==== DATA SHOWN ====
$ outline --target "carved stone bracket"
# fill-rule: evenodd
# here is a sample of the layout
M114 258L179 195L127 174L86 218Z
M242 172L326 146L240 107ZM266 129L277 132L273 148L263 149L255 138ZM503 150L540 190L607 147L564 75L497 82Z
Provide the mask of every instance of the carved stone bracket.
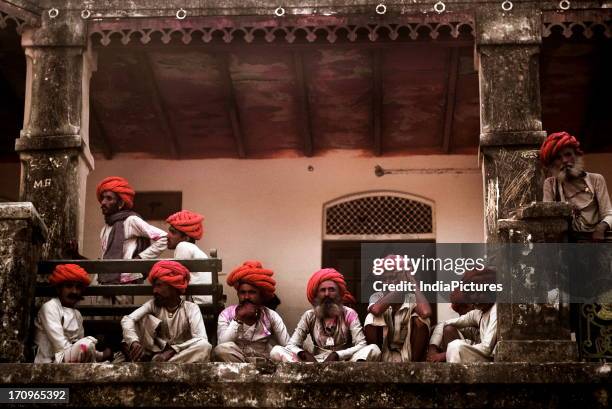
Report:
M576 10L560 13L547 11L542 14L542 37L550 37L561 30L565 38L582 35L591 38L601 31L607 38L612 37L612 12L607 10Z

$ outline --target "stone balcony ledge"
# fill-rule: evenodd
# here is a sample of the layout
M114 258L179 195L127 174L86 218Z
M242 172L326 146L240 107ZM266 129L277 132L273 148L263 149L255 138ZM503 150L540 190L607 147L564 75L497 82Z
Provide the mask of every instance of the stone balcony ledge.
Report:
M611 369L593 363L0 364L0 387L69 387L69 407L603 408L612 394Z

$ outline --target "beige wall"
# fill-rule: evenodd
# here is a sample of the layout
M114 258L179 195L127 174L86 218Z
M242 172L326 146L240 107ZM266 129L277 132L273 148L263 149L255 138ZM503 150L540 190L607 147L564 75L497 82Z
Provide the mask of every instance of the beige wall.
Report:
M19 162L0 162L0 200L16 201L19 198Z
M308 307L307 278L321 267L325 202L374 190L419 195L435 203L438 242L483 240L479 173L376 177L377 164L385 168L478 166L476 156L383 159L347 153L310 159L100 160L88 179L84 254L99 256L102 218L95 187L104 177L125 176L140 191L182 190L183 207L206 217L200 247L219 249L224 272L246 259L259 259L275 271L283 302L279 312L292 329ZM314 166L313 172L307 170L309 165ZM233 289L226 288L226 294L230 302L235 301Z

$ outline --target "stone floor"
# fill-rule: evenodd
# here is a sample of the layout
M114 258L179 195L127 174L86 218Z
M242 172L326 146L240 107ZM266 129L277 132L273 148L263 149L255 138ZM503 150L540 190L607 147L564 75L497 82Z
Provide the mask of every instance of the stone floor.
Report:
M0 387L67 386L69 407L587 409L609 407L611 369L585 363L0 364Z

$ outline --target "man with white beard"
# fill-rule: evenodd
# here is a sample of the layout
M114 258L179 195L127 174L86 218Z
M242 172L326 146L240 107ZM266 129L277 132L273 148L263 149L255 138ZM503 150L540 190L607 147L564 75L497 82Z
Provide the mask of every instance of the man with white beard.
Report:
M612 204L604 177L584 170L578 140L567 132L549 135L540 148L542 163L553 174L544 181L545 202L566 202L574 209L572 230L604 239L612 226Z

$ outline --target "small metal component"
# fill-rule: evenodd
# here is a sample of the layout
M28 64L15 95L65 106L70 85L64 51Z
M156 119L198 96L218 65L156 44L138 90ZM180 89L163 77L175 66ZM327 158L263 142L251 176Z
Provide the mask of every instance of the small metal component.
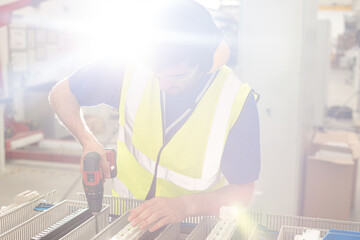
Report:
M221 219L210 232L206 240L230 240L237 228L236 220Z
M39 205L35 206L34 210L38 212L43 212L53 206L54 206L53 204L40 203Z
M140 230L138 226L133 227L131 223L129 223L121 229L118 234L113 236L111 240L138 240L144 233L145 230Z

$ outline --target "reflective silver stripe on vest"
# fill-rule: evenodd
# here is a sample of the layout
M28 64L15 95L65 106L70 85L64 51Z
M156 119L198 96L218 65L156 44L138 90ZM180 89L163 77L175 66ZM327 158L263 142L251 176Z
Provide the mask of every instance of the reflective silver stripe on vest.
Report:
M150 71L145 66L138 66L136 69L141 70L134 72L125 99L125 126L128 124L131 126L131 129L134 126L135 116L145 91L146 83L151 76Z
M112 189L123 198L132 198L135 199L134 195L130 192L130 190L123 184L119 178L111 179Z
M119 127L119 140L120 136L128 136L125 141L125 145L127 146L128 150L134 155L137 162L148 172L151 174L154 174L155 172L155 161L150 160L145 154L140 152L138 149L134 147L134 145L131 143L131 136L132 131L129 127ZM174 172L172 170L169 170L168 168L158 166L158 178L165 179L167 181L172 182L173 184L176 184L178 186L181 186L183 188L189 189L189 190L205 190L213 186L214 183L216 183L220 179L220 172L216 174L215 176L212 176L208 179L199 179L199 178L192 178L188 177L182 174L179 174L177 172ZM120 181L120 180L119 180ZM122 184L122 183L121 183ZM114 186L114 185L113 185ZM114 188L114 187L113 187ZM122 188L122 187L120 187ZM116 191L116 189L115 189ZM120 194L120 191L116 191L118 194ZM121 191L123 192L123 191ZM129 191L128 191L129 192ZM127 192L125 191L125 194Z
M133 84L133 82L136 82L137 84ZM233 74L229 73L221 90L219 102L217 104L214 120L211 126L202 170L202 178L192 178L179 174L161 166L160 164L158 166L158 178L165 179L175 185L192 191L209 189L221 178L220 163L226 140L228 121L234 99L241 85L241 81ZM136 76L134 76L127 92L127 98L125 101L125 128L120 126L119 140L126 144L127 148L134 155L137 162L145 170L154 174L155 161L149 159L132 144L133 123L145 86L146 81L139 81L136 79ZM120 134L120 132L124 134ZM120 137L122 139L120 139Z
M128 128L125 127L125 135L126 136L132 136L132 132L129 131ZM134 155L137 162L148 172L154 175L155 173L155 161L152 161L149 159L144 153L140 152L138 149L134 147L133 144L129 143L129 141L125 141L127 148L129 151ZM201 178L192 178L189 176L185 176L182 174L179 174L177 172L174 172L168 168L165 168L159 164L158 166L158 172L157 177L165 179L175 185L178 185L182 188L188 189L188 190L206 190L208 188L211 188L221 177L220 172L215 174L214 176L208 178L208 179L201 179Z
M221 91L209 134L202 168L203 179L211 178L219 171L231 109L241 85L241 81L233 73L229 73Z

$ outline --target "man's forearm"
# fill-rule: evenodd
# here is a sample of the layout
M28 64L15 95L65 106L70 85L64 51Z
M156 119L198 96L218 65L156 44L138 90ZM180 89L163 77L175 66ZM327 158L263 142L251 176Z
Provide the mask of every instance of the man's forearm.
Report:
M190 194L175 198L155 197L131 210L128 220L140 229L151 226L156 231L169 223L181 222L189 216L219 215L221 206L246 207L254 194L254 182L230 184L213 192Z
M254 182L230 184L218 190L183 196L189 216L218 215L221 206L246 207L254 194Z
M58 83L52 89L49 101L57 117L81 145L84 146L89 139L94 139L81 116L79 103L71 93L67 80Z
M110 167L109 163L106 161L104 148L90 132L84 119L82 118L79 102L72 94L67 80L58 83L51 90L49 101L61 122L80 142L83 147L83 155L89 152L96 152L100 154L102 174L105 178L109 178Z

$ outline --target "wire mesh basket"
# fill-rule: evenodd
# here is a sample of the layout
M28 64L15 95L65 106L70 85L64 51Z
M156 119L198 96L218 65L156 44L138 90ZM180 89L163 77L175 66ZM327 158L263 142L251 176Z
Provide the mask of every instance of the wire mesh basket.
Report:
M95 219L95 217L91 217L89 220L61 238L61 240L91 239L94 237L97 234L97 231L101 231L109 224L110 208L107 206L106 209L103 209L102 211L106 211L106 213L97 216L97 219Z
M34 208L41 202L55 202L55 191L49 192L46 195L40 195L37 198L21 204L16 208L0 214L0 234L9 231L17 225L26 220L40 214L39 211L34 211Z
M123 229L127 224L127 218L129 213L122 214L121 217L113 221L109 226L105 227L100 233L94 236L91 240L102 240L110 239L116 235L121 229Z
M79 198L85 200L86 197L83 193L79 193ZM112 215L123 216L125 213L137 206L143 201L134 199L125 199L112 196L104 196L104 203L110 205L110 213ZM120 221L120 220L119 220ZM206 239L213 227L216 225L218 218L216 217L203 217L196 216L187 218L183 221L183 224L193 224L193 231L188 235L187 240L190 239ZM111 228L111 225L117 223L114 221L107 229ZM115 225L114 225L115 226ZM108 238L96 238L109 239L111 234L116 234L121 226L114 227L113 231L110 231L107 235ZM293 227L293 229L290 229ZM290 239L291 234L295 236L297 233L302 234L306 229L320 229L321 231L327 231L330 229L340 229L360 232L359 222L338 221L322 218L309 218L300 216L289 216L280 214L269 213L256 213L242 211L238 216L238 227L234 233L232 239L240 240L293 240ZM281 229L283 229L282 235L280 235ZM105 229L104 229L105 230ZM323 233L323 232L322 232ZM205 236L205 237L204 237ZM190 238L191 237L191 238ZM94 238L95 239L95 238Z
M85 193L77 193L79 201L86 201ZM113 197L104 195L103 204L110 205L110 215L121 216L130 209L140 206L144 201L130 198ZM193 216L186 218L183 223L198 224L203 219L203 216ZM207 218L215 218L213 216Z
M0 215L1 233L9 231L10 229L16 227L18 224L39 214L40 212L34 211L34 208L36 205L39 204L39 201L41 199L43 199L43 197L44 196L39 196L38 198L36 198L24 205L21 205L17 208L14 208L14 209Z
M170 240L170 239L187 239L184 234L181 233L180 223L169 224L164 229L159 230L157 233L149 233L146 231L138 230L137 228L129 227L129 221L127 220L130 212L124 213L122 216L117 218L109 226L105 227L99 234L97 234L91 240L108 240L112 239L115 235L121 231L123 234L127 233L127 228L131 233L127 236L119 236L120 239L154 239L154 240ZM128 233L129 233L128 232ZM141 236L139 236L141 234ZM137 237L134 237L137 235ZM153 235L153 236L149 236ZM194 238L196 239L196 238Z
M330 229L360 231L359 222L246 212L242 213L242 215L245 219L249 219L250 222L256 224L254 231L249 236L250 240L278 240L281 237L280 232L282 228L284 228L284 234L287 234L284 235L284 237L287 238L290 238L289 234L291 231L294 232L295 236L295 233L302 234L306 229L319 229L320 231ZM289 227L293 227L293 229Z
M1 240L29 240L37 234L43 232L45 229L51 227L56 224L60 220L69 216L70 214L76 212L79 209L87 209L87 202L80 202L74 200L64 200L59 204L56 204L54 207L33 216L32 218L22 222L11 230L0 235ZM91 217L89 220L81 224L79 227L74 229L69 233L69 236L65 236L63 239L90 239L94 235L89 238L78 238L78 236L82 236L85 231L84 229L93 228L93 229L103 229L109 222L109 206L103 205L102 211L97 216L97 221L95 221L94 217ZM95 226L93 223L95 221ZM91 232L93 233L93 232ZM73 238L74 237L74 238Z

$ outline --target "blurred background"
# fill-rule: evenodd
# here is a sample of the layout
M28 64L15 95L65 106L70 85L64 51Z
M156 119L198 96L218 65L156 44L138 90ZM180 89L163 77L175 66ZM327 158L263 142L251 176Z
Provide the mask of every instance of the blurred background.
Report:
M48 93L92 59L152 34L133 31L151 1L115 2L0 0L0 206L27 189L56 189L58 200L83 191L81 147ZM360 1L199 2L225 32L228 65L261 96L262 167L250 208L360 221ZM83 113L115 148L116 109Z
====
**TASK BRIEF**. Find the word "beard" in the records and pull out each line that has it.

**TASK ANSWER**.
$ outline --target "man with white beard"
Provide the mask of every instance of the man with white beard.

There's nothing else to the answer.